#### [Consignes]
A. Recopiez le passage de l'article sur Tsugi et Trax compris entre "Les rédactions de" et "à ses débuts.", bornes incluses.
B. D'après l'article sur Tsugi et Trax, en quelle année et par qui le magazine Trax a-t-il été fondé ?
C. Rédigez la suite de l'article sur Tsugi et Trax, à partir de sa dernière phrase.

#### [Extrait du texte]
- - - - - - -

Les rédactions de Tsugi et Trax viennent de fêter respectivement leur 100e et 200e numéro. L’occasion rêvée d’aller discuter un peu avec Jean-Paul Deniaud, rédac chef de Trax, et Patrice Bardot, directeur de la rédaction de Tsugi, pour faire un petit état des lieux de la presse électro en 2017. Discussions, entre souvenirs, défis économiques et perspectives.

Avant toute chose, quelques précisions sur les deux interlocuteurs de cette interview. Trax a été fondé en 1997 par Alexandre Jaillon. Patrice Bardot a très vite rejoint l’équipe, à la tête de la rédaction, qui a vu passer trois éditeurs, restant soudée en dépit de la fragilité du magazine à ses débuts.

Il l’a menée jusqu’en 2007, année où il entre en conflit avec la nouvelle équipe dirigeante (Technikart), car leurs visions sont totalement opposées. Il s’en va installer la concurrence en créant le magazine Tsugi. Trax perd son identité, et met quelques semaines à reformer une équipe autour de Patrick Thévenin. Jean-Paul Deniaud arrivera dans la foulée. A l’époque, Daft Punk occupe les couv’.

- - - - - - -

#### [Données fournies]
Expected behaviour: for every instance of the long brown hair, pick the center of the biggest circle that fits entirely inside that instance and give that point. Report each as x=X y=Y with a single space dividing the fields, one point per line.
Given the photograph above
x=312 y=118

- - - - - - -

#### [Réponses successives]
A.
Les rédactions de Tsugi et Trax viennent de fêter respectivement leur 100e et 200e numéro. L’occasion rêvée d’aller discuter un peu avec Jean-Paul Deniaud, rédac chef de Trax, et Patrice Bardot, directeur de la rédaction de Tsugi, pour faire un petit état des lieux de la presse électro en 2017. Discussions, entre souvenirs, défis économiques et perspectives.

Avant toute chose, quelques précisions sur les deux interlocuteurs de cette interview. Trax a été fondé en 1997 par Alexandre Jaillon. Patrice Bardot a très vite rejoint l’équipe, à la tête de la rédaction, qui a vu passer trois éditeurs, restant soudée en dépit de la fragilité du magazine à ses débuts.

B. En 1997, par Alexandre Jaillon.

C.
A  l’occasion de ce double anniversaire, on a voulu parler un peu économie pour savoir comment deux médias majeurs de la presse électro tirent leur épingle du jeu.

TSUGI

L’équipe de Tsugi par Pierre-Emmanuel Rastouin

En 2007, Tsugi apparaît dans les kiosques, aux côtés de Trax qui se relance. L’ADN est commun, mais les deux parutions doivent se distinguer et survivre financièrement…

Patrice Bardot : En lançant Tsugi, on a voulu créer un magazine ouvert, disons un généraliste branché, qui ne parle pas que de musiques électroniques ; parler aux lecteurs et ne jamais être excluants. Quand Trax est revenu quelques mois après notre départ, l’orientation était différente, certains étaient un peu perdus, on a divisé les chiffres de ventes par deux. Notre grande force chez Tsugi a été de récupérer pas mal de pubs, avec des partenaires anciens qui nous ont suivi dans notre lancement. L’argent qu’on a mis dans Tsugi était celui de nos licenciements de Trax, celui d’Alexis Bernier qui venait de Libération et un peu d’argent d’amis.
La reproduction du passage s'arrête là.